─── Source extract ───
[Solved]: Longest cycle contained in two cycles

Problem Detail: 

Is the following problem NP-complete? (I assume yes).

Input: $k \in \mathbb{N},G=(V,E)$ an undirected graph where the edge set can be decomposed into two edge-disjoint simple cycles (these are not a part of the input).

Question: Is there a simple cycle in $G$ with length greater than $k$?

Obviously the problem is in NP and the maximum degree in $G$ is $\leq 4$, but that doesn't seem to help.

Asked By : Listing

Answered By : Vor

A reduction attempt ....

Reduction from Hamiltonian path on digraph $G = (V,E)$ with max degree 3 which is NPC [G&J]

• ignore the direction of the edges, and using a first depth (undirected) scan from an arbitrary node, divide the edges of $G$ in two sets of distinct (undirected) paths (red and green in the figures);
• join the red paths adding extra "linking nodes" (purple nodes in the figure B) and make an undirected red circuit; join the green paths adding extra "linking nodes" (purple nodes in the figure) and make an undirected green circuit;
• transform each original node $b \in V$ of indegree 1 and outdegree 2 (figure C), adding $k$ yellow nodes on the inbound red edge $a\to b$, and adding $k$ yellow nodes on the first outbound red edge $b \to c$; finally add $k$ yellow nodes "towards" the second outbound green edge $b \to d$ using a "wrapped" path around $b$ that touches the outermost yellow nodes of the red edges (figure D).
─── Dataset section ───
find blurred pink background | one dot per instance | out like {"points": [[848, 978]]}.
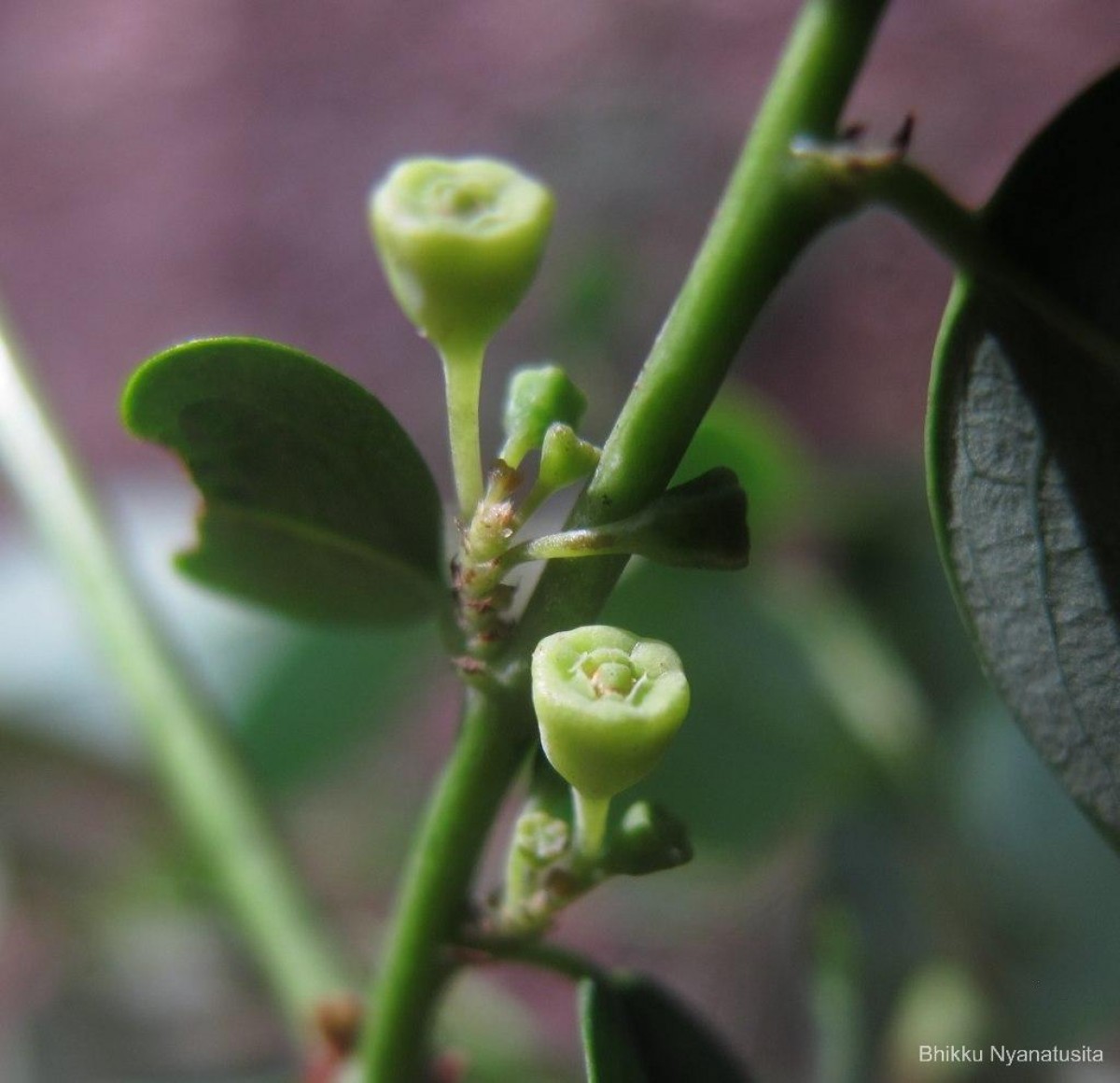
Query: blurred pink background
───
Given problem
Continue the answer about finding a long cycle in a graph made of two edge-disjoint cycles, starting right after its last step on the yellow nodes wrapped around $b$.

Answer to the problem
In the resulting graph all the $3k$ yellow nodes can be traversed by a simple path only in the two ways showed in figure E and figure F, which correspond to the two valid traversals of the original node $b \in V$; informally if an edge towards the extra "linking" purple node is used, $k$ yellow nodes cannot be traversed.

• transform each original node of V of indegree 2 and outdegree 1 in a similar way

Picking a large enough $k \gg |V| $, the result graph $G'$ has an simple path of length greater than $3k(|V|-1)$ if and only if the original graph $G$ has an Hamiltonian path (of length $|V|-1$)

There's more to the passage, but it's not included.